→ GIVEN EXERCISE
Copy all of the data below verbatim, keeping every line in its original order.

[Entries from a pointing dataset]
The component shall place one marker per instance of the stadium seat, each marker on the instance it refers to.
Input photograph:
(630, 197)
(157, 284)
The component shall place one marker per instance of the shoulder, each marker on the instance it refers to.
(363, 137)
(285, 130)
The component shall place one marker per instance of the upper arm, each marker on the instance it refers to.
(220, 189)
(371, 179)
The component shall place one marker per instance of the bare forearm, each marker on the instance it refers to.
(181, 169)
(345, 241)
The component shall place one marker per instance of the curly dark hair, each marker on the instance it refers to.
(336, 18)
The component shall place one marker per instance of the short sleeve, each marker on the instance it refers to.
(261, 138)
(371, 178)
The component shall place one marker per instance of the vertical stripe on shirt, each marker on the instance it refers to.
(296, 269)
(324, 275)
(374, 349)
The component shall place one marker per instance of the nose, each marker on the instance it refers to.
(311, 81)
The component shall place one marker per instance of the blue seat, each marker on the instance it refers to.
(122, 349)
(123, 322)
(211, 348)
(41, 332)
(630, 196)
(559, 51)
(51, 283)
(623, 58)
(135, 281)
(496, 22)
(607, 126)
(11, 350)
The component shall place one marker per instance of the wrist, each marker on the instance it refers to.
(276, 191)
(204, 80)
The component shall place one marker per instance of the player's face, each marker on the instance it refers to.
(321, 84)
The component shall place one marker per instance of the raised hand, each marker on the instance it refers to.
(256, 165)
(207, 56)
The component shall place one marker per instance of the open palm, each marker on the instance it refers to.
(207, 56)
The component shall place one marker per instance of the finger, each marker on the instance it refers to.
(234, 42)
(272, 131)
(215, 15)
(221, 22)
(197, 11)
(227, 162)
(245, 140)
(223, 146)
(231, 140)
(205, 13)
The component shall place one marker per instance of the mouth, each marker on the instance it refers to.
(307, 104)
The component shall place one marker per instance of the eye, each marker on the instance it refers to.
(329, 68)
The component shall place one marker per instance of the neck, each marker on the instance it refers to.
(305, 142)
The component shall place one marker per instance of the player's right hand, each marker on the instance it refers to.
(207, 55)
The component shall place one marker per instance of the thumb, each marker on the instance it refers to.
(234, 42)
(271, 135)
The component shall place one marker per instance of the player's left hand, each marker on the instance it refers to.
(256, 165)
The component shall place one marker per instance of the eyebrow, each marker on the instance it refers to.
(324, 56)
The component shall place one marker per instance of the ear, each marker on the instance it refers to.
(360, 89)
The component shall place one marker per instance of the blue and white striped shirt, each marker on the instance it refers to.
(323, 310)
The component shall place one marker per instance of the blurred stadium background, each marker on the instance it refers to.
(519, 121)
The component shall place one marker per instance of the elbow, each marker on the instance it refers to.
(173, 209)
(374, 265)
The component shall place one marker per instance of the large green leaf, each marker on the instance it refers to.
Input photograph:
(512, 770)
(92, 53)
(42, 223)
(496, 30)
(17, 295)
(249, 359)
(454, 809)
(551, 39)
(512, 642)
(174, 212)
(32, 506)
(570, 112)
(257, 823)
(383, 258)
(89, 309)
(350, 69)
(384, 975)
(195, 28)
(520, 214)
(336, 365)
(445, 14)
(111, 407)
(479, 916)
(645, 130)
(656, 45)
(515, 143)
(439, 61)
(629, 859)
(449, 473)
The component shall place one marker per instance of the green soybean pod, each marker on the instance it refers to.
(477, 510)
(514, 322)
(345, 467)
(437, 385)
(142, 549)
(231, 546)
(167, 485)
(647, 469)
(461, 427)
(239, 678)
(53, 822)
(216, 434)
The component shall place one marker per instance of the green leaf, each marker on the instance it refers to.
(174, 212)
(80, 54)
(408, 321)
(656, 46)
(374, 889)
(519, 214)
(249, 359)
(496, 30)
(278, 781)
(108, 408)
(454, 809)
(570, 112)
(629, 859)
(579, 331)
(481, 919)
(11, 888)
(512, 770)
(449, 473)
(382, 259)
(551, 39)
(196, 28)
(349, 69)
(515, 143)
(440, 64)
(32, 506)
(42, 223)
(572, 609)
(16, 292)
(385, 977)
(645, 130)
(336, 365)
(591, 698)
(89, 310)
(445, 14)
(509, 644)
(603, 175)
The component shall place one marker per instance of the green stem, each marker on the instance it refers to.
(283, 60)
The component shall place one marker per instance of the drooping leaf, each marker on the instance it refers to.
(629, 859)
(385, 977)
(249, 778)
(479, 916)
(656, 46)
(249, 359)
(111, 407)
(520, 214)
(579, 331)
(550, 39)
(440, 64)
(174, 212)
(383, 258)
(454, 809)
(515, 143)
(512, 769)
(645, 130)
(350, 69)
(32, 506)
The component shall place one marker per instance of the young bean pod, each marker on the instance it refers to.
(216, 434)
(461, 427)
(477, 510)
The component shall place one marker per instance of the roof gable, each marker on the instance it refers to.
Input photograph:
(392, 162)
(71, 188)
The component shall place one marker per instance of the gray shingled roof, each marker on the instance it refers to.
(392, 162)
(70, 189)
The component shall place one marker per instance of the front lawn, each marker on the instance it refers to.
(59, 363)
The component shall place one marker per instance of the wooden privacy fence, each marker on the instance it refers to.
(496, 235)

→ THE OUTPUT
The component shall place one marker per instance of the stadium seat, each marker on the instance it refers to.
Input photograph:
(630, 197)
(157, 284)
The component shall place one marker per instance of the shoulder, each marker on the instance it refers to.
(363, 137)
(285, 130)
The component shall place one marker per instance of the upper arm, each marker on the instance it refers to.
(220, 189)
(371, 179)
The component shall place one marker per instance of the bare forearm, each marker on the instance it refers to.
(181, 169)
(345, 241)
The component shall place one marker per instance of the curly dark hair, each marker on the instance it refers to.
(336, 18)
The component shall place one marker per instance of the short sleeve, each marker on the instance it refers to.
(261, 138)
(371, 178)
The component shall place one marker per instance of the vertical stripe on shirt, each marker on the instance it refers to.
(296, 269)
(324, 275)
(374, 349)
The component shall place one marker per instance of the nose, each marker on the instance it refers to.
(311, 81)
The component shall place one marker per instance of the blue seat, each marker on the instance it refers to.
(122, 349)
(123, 322)
(211, 348)
(41, 332)
(630, 196)
(559, 51)
(51, 283)
(623, 58)
(135, 281)
(496, 22)
(607, 126)
(11, 350)
The component shall place one marker per instance of the wrist, each marker on the instance it refers to.
(276, 191)
(204, 80)
The component shall place one marker per instance of the player's face, each marker on the instance it refers to.
(321, 84)
The component shall place one marker per instance of the raised hand, each marker on the instance it refers to.
(256, 165)
(207, 56)
The component shall place one marker per instance of the open palm, each marker on the instance it refers to.
(207, 56)
The component shall place one marker per instance of the finger, each marker on the instance it refers to.
(234, 42)
(272, 131)
(215, 15)
(221, 22)
(197, 11)
(227, 162)
(245, 140)
(223, 146)
(231, 140)
(205, 13)
The component shall place one marker per instance of the mouth, each marker on the instance it refers to.
(307, 104)
The component shall place one marker per instance of the eye, each marker on the instance it refers to.
(329, 68)
The component shall place one marker per instance of the neck, each marker on the instance it refers to.
(305, 142)
The component shall place one marker per instance of the player's right hand, each marker on the instance it refers to.
(207, 55)
The component shall place one marker per instance of the thumb, each marker on the instance it refers to.
(234, 42)
(271, 135)
The component shall place one marker per instance of the player's left hand, each marker on the instance it refers to.
(256, 165)
The component shall place one marker per instance of the eyebrow, each marker on the instance it refers to.
(324, 56)
The component shall place one marker per instance of the ear, each marker on the instance it refers to.
(360, 89)
The component shall place one marker per instance of the blue and white striped shirt, each marker on the instance it refers to.
(323, 310)
The component shall place one marker per instance of the blurred stadium background, each marker on the instance it refers to.
(519, 121)
The component shall place one marker per instance of the elbow, each marker on the instance it refers to.
(173, 209)
(374, 265)
The component shall place one marker per instance of the large green leaf, each marker on the instance it refers to.
Input photograph:
(512, 770)
(92, 53)
(42, 223)
(496, 30)
(17, 295)
(249, 359)
(454, 809)
(551, 39)
(512, 642)
(174, 212)
(32, 506)
(570, 112)
(257, 823)
(383, 258)
(89, 309)
(350, 69)
(384, 975)
(195, 28)
(520, 214)
(336, 365)
(445, 14)
(111, 407)
(479, 916)
(645, 130)
(656, 45)
(515, 143)
(439, 61)
(629, 859)
(449, 473)
The component shall place one marker per instance of the green soybean pod, each marker on the instance it refers to.
(477, 510)
(514, 322)
(345, 467)
(437, 385)
(142, 549)
(231, 546)
(167, 485)
(647, 469)
(461, 427)
(239, 678)
(53, 822)
(216, 434)
The component shall place one marker per instance of the green leaf, each marker on the instance it refers to.
(174, 212)
(80, 54)
(408, 321)
(656, 46)
(374, 889)
(519, 214)
(249, 359)
(496, 30)
(278, 781)
(108, 408)
(454, 809)
(570, 112)
(629, 859)
(579, 331)
(481, 919)
(11, 888)
(512, 770)
(449, 473)
(382, 259)
(551, 39)
(196, 28)
(349, 69)
(515, 143)
(440, 64)
(32, 506)
(42, 223)
(572, 609)
(16, 292)
(385, 977)
(645, 130)
(336, 365)
(591, 698)
(89, 310)
(445, 14)
(509, 644)
(603, 175)
The component shall place one marker per instance of the green stem, each marker on the instance it refers to.
(283, 60)
The component shall place one marker per instance of the drooping leaf, each marker on the instance it refers to.
(629, 859)
(385, 977)
(249, 778)
(479, 916)
(656, 46)
(249, 359)
(111, 407)
(520, 214)
(579, 331)
(550, 39)
(440, 64)
(174, 212)
(383, 258)
(454, 809)
(515, 143)
(512, 769)
(645, 130)
(350, 69)
(32, 506)
The component shall place one marker per instance of the young bean pod, each marker on the instance it refers to.
(216, 434)
(461, 427)
(477, 510)
The component shall place one marker per instance of the roof gable, each marker on the instance it refers to.
Input photograph:
(392, 162)
(71, 188)
The component shall place one marker per instance of the gray shingled roof, each marker on the instance it refers to.
(392, 162)
(70, 189)
The component shall place one marker per instance of the front lawn, each marker on the instance it refers to.
(59, 363)
The component shall place one marker per instance of the wooden privacy fence, each marker on the instance it refers to.
(496, 235)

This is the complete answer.